▸ GOAL OF THE EXERCISE
Render everything below from the line containing "For this batch, your assigned class is stone" down to the last line as a numbered list, leaving out any blank lines.

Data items
• • • •
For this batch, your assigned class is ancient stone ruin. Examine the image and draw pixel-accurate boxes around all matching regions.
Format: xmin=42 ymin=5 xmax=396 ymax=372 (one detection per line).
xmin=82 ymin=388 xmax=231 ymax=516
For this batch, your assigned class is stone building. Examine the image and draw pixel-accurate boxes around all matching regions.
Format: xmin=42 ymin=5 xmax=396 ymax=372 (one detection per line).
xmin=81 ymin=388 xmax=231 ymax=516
• • • •
▸ EXERCISE RESPONSE
1. For this batch, your assigned class is stone building. Examine the image and draw pixel-accurate boxes around all matching regions.
2. Format: xmin=42 ymin=5 xmax=396 ymax=372 (one detection per line).
3. xmin=81 ymin=388 xmax=231 ymax=516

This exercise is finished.